Exercise aim :: Exclude the pictures and retype the entries as written.

Supplied material ::
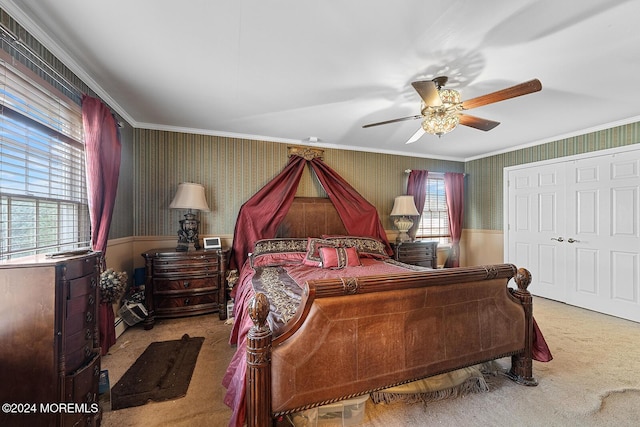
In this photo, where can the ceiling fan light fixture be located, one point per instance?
(442, 119)
(439, 122)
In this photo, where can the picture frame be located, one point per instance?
(211, 242)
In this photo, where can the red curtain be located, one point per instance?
(417, 187)
(102, 156)
(360, 217)
(260, 216)
(454, 191)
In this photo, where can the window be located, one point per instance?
(434, 223)
(43, 195)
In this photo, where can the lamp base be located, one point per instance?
(403, 224)
(403, 237)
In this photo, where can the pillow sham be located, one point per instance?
(312, 256)
(339, 258)
(368, 247)
(274, 252)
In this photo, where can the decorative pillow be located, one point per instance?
(312, 257)
(274, 252)
(338, 258)
(368, 247)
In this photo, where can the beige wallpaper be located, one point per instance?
(232, 170)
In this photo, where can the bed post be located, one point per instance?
(522, 364)
(259, 339)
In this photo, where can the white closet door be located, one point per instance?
(603, 223)
(536, 227)
(576, 226)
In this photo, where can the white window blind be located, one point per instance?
(434, 223)
(43, 202)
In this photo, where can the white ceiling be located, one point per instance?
(287, 70)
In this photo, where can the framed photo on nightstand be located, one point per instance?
(212, 242)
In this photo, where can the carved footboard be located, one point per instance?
(352, 336)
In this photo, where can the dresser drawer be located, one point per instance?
(197, 264)
(80, 304)
(80, 267)
(208, 283)
(416, 251)
(186, 283)
(194, 302)
(82, 286)
(82, 385)
(80, 321)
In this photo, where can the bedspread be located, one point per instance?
(283, 286)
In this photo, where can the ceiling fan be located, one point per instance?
(441, 109)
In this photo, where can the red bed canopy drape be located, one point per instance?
(260, 216)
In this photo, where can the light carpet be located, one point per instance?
(593, 380)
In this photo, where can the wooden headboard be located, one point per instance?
(311, 217)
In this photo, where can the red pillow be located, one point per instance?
(339, 258)
(312, 257)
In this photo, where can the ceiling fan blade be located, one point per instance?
(428, 92)
(501, 95)
(418, 116)
(416, 136)
(477, 122)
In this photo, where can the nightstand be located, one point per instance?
(421, 253)
(184, 283)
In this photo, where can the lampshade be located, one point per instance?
(404, 206)
(190, 196)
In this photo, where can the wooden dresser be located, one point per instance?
(184, 283)
(421, 253)
(49, 356)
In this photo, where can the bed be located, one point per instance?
(371, 323)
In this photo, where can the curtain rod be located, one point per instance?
(29, 55)
(408, 171)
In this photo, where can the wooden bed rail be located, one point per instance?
(261, 341)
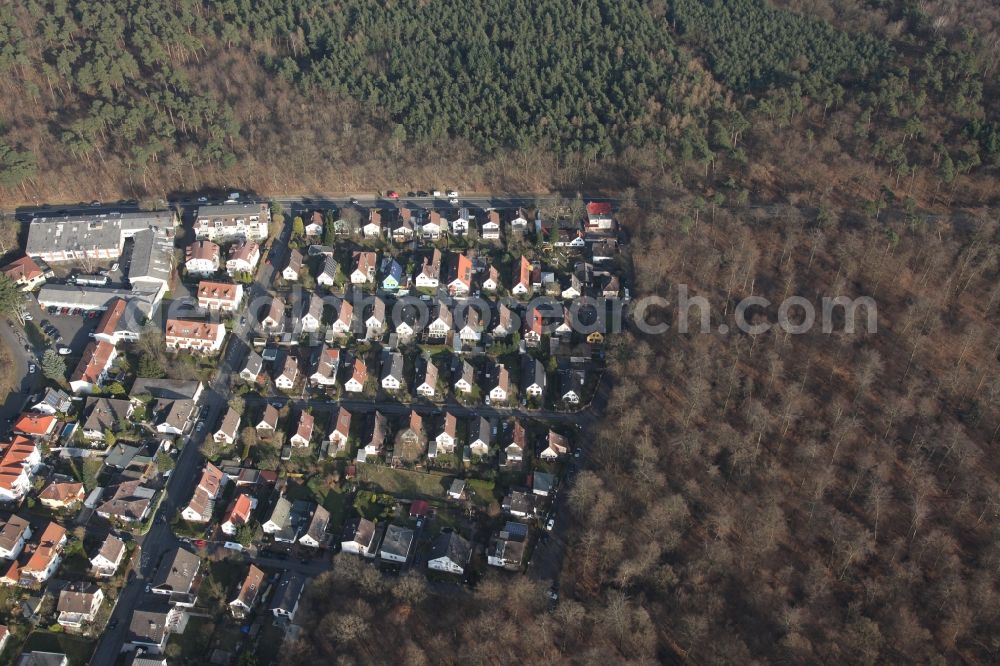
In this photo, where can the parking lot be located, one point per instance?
(75, 330)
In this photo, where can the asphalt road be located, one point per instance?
(299, 202)
(160, 539)
(25, 383)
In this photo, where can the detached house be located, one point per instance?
(471, 330)
(341, 430)
(107, 560)
(522, 278)
(373, 229)
(14, 532)
(430, 272)
(92, 370)
(447, 437)
(315, 227)
(460, 225)
(402, 231)
(202, 258)
(480, 436)
(220, 296)
(392, 274)
(392, 371)
(449, 553)
(315, 534)
(303, 433)
(312, 316)
(492, 280)
(364, 268)
(275, 316)
(380, 430)
(327, 367)
(285, 380)
(360, 538)
(268, 422)
(251, 591)
(465, 377)
(341, 327)
(328, 274)
(252, 367)
(119, 323)
(440, 321)
(291, 270)
(460, 276)
(201, 337)
(556, 445)
(243, 258)
(78, 604)
(202, 503)
(532, 377)
(356, 383)
(491, 227)
(228, 429)
(433, 227)
(375, 321)
(427, 376)
(47, 554)
(238, 514)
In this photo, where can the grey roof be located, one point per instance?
(392, 366)
(515, 530)
(38, 658)
(287, 591)
(452, 546)
(330, 266)
(95, 298)
(152, 256)
(318, 524)
(105, 413)
(542, 482)
(56, 399)
(122, 455)
(166, 389)
(232, 210)
(532, 372)
(480, 430)
(397, 541)
(149, 622)
(104, 231)
(177, 571)
(254, 363)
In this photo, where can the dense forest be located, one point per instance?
(834, 100)
(774, 498)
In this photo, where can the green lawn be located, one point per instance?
(405, 483)
(77, 650)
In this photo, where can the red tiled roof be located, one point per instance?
(192, 330)
(35, 424)
(217, 290)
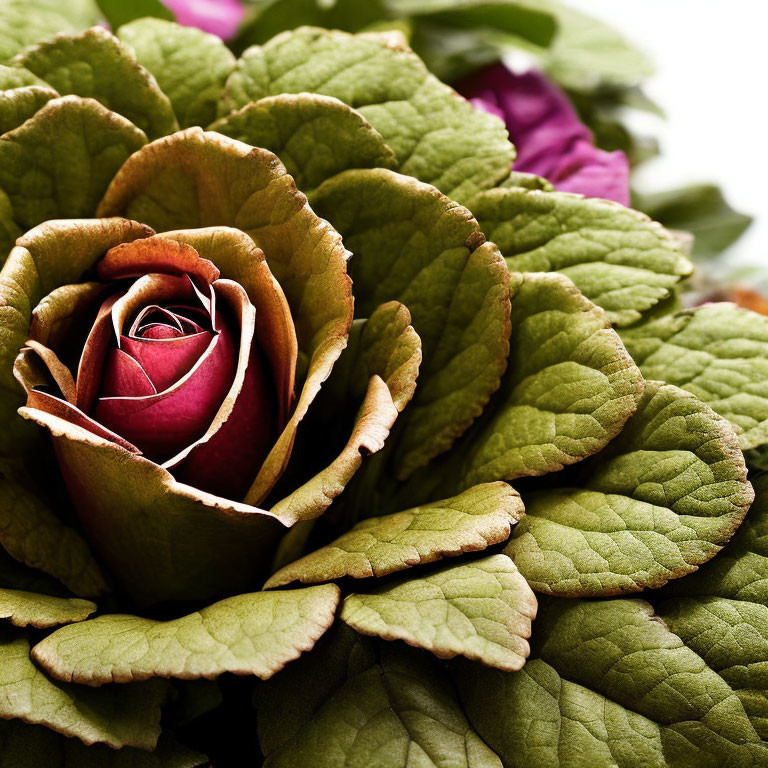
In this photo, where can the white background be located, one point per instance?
(711, 59)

Task output ::
In this photo, where can the ceiling fan light fixture be located, one point per instance?
(442, 119)
(439, 122)
In this photo, where can the picture frame be located, one point per instance?
(211, 242)
In this photo, where can the red curtain be located, one point per instance?
(417, 187)
(102, 156)
(360, 217)
(260, 216)
(454, 191)
In this photo, where can the window be located, one point per instance?
(434, 223)
(43, 195)
In this photo, where can the lamp base be located, one point per instance?
(403, 224)
(403, 237)
In this photo, where can the pillow sham be located, one point per instance?
(312, 256)
(339, 258)
(368, 247)
(274, 252)
In this photo, where can the decorative pillow be located, one point per instance?
(312, 257)
(274, 252)
(338, 258)
(368, 247)
In this photo, where can the beige wallpaper be located, one point per instance?
(232, 170)
In this photo, where can the bed post be located, one point per instance?
(522, 364)
(259, 339)
In this photo, where can the white closet door be located, one point per instance?
(603, 223)
(536, 227)
(576, 226)
In this photo, where can the white window blind be located, one point per instance?
(434, 223)
(43, 202)
In this photo, where can the white ceiling be located, one point per instance?
(287, 70)
In this photo, where can the framed photo on nightstand be located, one point per instance?
(212, 242)
In this photo, where can the carved footboard be located, one point per instance?
(352, 336)
In this photo, where can the dresser drawer be located, one point per instance?
(197, 264)
(80, 304)
(80, 267)
(208, 283)
(416, 251)
(186, 283)
(194, 302)
(82, 286)
(82, 385)
(80, 321)
In this photo, where can the bedspread be located, one point per instance?
(283, 286)
In this photo, where can the ceiling fan be located, one point per instance?
(441, 109)
In this photo, where can the red bed canopy drape be located, one point per instance?
(260, 216)
In this photo, where can the light carpet be located, one point per instance?
(593, 380)
In this photo, where can the wooden headboard be located, one point per instance?
(311, 217)
In this photo, where can the red pillow be located, one point per instance?
(339, 258)
(312, 257)
In this photo, where can the ceiling fan blade be located, one point per instance?
(428, 92)
(501, 95)
(418, 116)
(416, 136)
(477, 122)
In this photo, where can the nightstand be located, one point per instance?
(421, 253)
(184, 283)
In this photo, where can the lampshade be located, one point per instance?
(404, 206)
(190, 196)
In this photo, where can the wooden dresser be located, one point per instance?
(184, 283)
(421, 253)
(49, 356)
In this photo, where can the bed be located, one point per instance?
(371, 323)
In this photo, where can the curtain rod be located, one point per instance?
(29, 55)
(408, 171)
In this photo, where can the wooden bed rail be located, one point per instance?
(261, 341)
In this photo, where can the parking lot be located, one point per instance?
(75, 330)
In this photo, where can the asphalt road be located, one point per instance?
(299, 202)
(160, 539)
(25, 383)
In this photo, where can the detached house be located, one point per instance?
(471, 330)
(341, 430)
(107, 560)
(522, 278)
(373, 229)
(14, 532)
(430, 272)
(92, 370)
(447, 437)
(315, 227)
(460, 225)
(402, 231)
(202, 258)
(480, 436)
(220, 296)
(392, 274)
(392, 371)
(449, 553)
(315, 534)
(303, 433)
(312, 316)
(492, 280)
(364, 268)
(275, 316)
(380, 430)
(327, 367)
(285, 380)
(360, 538)
(268, 422)
(251, 591)
(465, 377)
(341, 327)
(328, 274)
(252, 367)
(119, 323)
(440, 321)
(291, 270)
(460, 276)
(201, 337)
(556, 445)
(243, 258)
(78, 604)
(202, 503)
(532, 377)
(356, 383)
(491, 227)
(228, 429)
(433, 227)
(375, 321)
(427, 376)
(47, 554)
(238, 514)
In this photo, where can the grey roof be located, one point per instance?
(392, 366)
(515, 530)
(38, 658)
(287, 591)
(452, 546)
(330, 266)
(95, 298)
(152, 256)
(318, 524)
(105, 413)
(542, 482)
(56, 399)
(122, 455)
(166, 389)
(232, 210)
(532, 372)
(480, 430)
(397, 541)
(149, 622)
(104, 231)
(177, 571)
(254, 363)
In this photo, where can the dense forest be located, one point per instance?
(834, 100)
(774, 498)
In this photo, where can the green lawn be located, one point per instance?
(405, 483)
(77, 650)
In this photo, where can the red tiled roof be located, one point per instance?
(192, 330)
(35, 424)
(217, 290)
In this photo, where can the white background be located, one point per instance?
(711, 59)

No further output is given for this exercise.